__DIRECTIONS__. Your output should consist solely of the lines from the one with "Where can you spot the wooden side" through the end of the records, reproduced exactly, both ends included.

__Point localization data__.
BEGIN
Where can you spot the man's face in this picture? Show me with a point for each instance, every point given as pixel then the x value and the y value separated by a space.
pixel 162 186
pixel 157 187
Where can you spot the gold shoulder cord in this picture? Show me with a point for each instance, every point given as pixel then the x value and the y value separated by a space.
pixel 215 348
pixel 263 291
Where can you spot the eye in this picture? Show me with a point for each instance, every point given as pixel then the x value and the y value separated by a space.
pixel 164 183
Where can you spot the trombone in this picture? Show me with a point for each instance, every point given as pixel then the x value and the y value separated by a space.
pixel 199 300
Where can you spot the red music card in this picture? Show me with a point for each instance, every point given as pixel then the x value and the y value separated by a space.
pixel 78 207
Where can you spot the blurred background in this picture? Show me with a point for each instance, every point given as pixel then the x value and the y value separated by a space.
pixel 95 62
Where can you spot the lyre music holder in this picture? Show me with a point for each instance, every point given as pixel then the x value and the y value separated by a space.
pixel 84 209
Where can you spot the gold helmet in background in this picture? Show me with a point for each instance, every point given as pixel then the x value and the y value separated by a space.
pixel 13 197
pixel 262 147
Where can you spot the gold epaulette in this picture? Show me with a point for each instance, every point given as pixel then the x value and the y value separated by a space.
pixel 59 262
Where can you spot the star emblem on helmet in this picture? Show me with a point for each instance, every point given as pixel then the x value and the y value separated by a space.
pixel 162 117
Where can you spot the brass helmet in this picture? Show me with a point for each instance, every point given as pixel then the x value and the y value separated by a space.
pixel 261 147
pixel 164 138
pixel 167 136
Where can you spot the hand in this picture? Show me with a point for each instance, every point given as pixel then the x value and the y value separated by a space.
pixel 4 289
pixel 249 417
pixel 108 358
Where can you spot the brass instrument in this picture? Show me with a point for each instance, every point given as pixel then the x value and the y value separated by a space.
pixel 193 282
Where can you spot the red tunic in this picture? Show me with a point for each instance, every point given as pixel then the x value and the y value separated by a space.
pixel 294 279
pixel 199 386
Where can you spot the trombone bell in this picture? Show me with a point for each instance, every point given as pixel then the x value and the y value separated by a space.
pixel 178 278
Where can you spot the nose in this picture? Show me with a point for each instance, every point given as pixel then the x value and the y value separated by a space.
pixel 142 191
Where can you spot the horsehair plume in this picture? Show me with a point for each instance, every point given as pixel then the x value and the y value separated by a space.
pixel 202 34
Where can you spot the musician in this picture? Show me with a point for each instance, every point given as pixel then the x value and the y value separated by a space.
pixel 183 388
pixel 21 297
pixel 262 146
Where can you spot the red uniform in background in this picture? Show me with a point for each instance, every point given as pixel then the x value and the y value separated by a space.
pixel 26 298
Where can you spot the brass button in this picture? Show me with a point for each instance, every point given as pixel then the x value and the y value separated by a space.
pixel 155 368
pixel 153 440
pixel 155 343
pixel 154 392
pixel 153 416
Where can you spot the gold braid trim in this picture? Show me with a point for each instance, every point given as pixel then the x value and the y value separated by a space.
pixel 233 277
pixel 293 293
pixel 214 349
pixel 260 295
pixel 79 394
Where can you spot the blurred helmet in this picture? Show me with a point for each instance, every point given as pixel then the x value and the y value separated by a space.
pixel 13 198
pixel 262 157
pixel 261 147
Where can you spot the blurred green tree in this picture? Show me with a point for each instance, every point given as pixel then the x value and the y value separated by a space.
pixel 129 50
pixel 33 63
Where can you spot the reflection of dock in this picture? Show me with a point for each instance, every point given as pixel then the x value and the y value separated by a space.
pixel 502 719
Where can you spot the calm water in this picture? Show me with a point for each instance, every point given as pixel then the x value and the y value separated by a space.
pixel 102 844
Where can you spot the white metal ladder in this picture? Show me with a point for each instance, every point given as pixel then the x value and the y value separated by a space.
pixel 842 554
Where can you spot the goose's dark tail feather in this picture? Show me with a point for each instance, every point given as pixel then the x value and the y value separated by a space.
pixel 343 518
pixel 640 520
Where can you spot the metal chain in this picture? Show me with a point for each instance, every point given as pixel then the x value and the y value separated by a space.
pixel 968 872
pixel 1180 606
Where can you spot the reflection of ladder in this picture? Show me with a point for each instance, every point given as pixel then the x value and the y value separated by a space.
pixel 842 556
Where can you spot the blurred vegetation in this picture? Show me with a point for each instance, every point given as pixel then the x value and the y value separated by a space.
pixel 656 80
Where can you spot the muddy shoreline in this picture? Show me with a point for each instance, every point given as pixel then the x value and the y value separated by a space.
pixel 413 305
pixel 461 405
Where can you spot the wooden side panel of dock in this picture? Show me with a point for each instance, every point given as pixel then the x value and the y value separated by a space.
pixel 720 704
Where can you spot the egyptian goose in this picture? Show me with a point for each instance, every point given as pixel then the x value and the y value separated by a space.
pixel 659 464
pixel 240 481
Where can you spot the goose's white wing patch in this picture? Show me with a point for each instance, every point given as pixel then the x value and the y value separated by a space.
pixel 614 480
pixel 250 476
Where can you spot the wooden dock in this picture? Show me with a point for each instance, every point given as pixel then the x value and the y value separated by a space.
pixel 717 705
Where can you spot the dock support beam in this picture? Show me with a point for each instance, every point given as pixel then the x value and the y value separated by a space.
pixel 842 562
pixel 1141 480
END
__EXERCISE RESPONSE__.
Where can you spot the wooden side panel of dock in this picture? Show me with a point for each instance, every point given as pixel then the x value and the y value separated by a space.
pixel 720 704
Where can you spot the egyptian goose in this picture? Show me with a point for each instance, every point given as pixel then the x value and the y value separated by a space.
pixel 659 464
pixel 240 481
Where can you spot the goose's white wing patch in this picture? Show me with a point for each instance, every point given as pixel then the x value and the y value separated by a space.
pixel 614 480
pixel 250 476
Where can you spot the wooden dock in this picture? Show me with a point for each instance, every point given as pixel then the x value and the y value separated by a space.
pixel 717 705
Where can you spot the dock support beam in this picture? Show me with a point for each instance, every point given as pixel then the x value and the y value separated by a space.
pixel 842 562
pixel 1141 480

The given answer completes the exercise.